Problem to solve> Repeat the records below exactly as they appear.

(Dataset excerpt)
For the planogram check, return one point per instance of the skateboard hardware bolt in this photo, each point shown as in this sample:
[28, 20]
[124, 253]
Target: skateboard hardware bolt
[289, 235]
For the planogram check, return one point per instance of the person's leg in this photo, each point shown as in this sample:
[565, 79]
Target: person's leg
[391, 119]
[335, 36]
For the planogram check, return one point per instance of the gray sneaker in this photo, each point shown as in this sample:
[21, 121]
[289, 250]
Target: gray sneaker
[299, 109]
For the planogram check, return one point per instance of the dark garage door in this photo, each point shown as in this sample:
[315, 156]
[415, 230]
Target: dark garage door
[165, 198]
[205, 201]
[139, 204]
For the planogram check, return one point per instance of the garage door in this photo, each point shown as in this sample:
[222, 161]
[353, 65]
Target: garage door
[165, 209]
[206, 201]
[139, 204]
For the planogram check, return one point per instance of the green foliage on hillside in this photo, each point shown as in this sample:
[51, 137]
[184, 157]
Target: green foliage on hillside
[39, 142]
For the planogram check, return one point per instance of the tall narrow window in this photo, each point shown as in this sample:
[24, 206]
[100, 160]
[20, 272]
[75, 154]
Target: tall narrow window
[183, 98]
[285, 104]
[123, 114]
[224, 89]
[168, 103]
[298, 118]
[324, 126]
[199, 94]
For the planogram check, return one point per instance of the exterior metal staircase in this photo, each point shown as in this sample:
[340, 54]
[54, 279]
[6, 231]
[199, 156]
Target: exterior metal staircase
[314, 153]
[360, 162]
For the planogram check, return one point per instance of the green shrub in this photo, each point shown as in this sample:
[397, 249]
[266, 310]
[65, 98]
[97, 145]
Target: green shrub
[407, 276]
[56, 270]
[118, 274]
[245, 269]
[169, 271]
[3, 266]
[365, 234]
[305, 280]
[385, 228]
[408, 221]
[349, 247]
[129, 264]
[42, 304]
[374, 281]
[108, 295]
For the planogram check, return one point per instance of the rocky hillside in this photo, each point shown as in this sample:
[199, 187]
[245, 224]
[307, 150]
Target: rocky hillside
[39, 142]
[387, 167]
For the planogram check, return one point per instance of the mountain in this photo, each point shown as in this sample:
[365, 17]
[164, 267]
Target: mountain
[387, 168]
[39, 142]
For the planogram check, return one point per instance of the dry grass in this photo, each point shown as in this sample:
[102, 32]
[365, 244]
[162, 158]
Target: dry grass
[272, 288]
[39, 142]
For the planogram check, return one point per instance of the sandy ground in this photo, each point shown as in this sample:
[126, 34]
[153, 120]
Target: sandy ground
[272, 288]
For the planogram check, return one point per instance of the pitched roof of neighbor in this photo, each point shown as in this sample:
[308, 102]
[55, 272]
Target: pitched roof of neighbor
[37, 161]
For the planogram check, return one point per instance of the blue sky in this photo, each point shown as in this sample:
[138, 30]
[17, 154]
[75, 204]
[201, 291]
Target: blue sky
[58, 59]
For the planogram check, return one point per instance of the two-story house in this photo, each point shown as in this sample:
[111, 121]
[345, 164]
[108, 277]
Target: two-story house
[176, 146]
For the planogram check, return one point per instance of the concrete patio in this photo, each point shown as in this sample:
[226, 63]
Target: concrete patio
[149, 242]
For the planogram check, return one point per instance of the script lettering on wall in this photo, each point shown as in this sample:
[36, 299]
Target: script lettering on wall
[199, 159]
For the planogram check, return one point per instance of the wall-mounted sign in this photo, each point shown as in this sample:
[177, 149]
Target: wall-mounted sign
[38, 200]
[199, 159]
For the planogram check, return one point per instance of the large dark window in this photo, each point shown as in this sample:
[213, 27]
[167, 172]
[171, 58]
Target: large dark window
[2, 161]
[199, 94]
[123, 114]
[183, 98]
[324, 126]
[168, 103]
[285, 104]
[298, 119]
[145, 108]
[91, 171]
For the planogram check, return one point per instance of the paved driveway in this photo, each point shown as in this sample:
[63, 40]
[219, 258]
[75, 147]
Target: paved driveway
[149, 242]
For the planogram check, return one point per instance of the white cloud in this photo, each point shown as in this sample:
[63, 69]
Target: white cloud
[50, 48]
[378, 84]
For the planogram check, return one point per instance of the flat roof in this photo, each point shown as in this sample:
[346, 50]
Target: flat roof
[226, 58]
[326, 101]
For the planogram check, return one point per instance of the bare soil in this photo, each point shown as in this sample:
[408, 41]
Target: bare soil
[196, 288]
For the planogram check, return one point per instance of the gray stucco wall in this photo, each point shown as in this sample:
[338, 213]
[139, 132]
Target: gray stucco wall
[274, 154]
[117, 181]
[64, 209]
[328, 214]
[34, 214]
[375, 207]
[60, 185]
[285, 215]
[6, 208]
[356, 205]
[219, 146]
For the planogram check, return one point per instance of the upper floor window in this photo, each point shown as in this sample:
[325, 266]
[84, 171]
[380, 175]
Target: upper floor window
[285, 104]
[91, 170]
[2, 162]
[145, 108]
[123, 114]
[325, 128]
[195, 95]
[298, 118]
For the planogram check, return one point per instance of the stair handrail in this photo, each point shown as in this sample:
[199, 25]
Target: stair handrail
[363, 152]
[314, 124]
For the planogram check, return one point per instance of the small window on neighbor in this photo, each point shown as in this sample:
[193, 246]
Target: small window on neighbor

Final result>
For the planogram check, return one point per instance of the skateboard hardware bolt in this photo, each point shown as in this sample:
[28, 20]
[124, 253]
Target: skateboard hardware bolt
[289, 235]
For the planogram check, return one point per instance of the person's leg in this photo, each point shown as in this sample:
[565, 79]
Target: person's leg
[391, 119]
[335, 36]
For the planogram check, return one point per instance of the gray sneaker in this photo, each point shown as in this sample:
[21, 121]
[289, 250]
Target: gray sneaker
[299, 109]
For the planogram check, return one point per instance of the dark garage door in this photo, each point shown as in this sample:
[315, 156]
[415, 230]
Target: dark garage door
[165, 198]
[205, 201]
[139, 204]
For the planogram check, return one point per instance of the garage door in this photo, each point shown as in this sample:
[222, 161]
[353, 65]
Target: garage door
[165, 209]
[206, 201]
[139, 204]
For the planogram check, return one point per instance of the green foliage on hillside in this photo, each point shown as in this sample:
[51, 137]
[184, 157]
Target: green foliage on hillside
[39, 142]
For the planogram check, return one point per instance of the tall narrow window in this photo, each point shown as in this sample:
[24, 206]
[100, 160]
[20, 272]
[75, 154]
Target: tall narrow window
[183, 98]
[285, 104]
[123, 114]
[224, 89]
[168, 103]
[298, 118]
[324, 126]
[199, 94]
For the planogram check, return one point per instance of the exterior metal staircase in this photo, each point shown as in this sample:
[340, 54]
[54, 279]
[6, 231]
[199, 156]
Target: exterior metal staircase
[314, 153]
[360, 162]
For the planogram check, return one point per instance of the green shrub in this photo, each point shown as in this sample:
[397, 249]
[266, 310]
[65, 98]
[97, 145]
Target: green shrub
[407, 276]
[56, 270]
[118, 274]
[245, 269]
[169, 271]
[3, 266]
[365, 234]
[305, 280]
[385, 228]
[408, 221]
[349, 247]
[129, 264]
[42, 304]
[374, 281]
[108, 295]
For the planogram check, return one point per instance of the rocky hillside in this photo, each point shown as in this sample:
[199, 187]
[245, 224]
[307, 150]
Target: rocky hillside
[39, 142]
[387, 167]
For the planogram check, return one point per instance of the mountain in this photo, each point shown as in this sample:
[365, 17]
[164, 267]
Target: mountain
[387, 168]
[39, 142]
For the planogram check, return one point per instance of the dry grass in this photo, each point shown as in this sample:
[102, 32]
[365, 244]
[162, 158]
Target: dry grass
[272, 288]
[39, 142]
For the planogram check, return one point per instance of the sandy ground in this photo, each point shown as in this sample:
[126, 34]
[153, 120]
Target: sandy ground
[272, 288]
For the planogram check, return one point per instance of the pitched roof of neighbor in this photo, each point shown as in this sample:
[308, 102]
[55, 272]
Target: pitched roof of neighbor
[37, 161]
For the planogram check, return one point per instance of the blue sky in this photo, each point shown as in this sample:
[138, 30]
[17, 154]
[75, 204]
[201, 291]
Target: blue sky
[58, 59]
For the planogram check, return one point per instance of the two-story house in this photo, each point shown as in this sample:
[111, 121]
[345, 164]
[108, 277]
Target: two-story house
[176, 146]
For the planogram check, return one point per instance of the concrete patio in this photo, each point shown as in this sample:
[226, 63]
Target: concrete patio
[149, 242]
For the planogram check, return one point per instance of the script lettering on wall in this photo, each point shown as in this sample:
[36, 299]
Target: script lettering on wall
[199, 159]
For the planogram check, return one point per instance of the wall-mounted sign in this photo, each point shown as in this sample:
[177, 149]
Target: wall-mounted sign
[38, 200]
[199, 159]
For the planogram check, return one point per instance of the large dark window in this photo, each point shown as in this sample:
[213, 27]
[167, 172]
[171, 58]
Target: large dark window
[2, 161]
[199, 94]
[123, 114]
[183, 98]
[324, 126]
[168, 103]
[285, 104]
[298, 119]
[145, 108]
[91, 171]
For the planogram check, return one point per instance of the paved driveway in this photo, each point shown as in this sample:
[63, 40]
[219, 258]
[75, 147]
Target: paved driveway
[149, 242]
For the planogram check, return one point per instance of the white cloud in this photo, each point shown as in this sample:
[63, 69]
Target: white cloud
[50, 48]
[378, 84]
For the planogram check, return one point per instance of the flat roof in this photo, each point shown as in this sample:
[346, 50]
Target: flat roof
[226, 58]
[326, 101]
For the planogram check, return one point per instance of the bare soil in this photo, each point shown as in this sample:
[408, 41]
Target: bare soil
[196, 288]
For the planogram check, return one point per instance of the gray stucco wall in this photo, each point shown as in this sample:
[338, 213]
[139, 132]
Target: gray stucco wall
[274, 154]
[117, 181]
[64, 209]
[328, 214]
[34, 214]
[375, 207]
[60, 185]
[285, 215]
[6, 208]
[356, 205]
[219, 146]
For the planogram check, return one point per instance of the upper floor window in this photo, each point shown as in this sample:
[325, 266]
[84, 171]
[380, 175]
Target: upper floor window
[285, 104]
[91, 170]
[2, 162]
[145, 108]
[123, 114]
[325, 128]
[195, 95]
[298, 118]
For the planogram check, return one point per instance of the stair handrail in this photo, each point shown as in this sample:
[199, 25]
Target: stair handrail
[363, 152]
[314, 124]
For the planogram check, return one point per instance of the small window on neighbor in this photo, each point shown as in this sample:
[193, 246]
Target: small window on neighbor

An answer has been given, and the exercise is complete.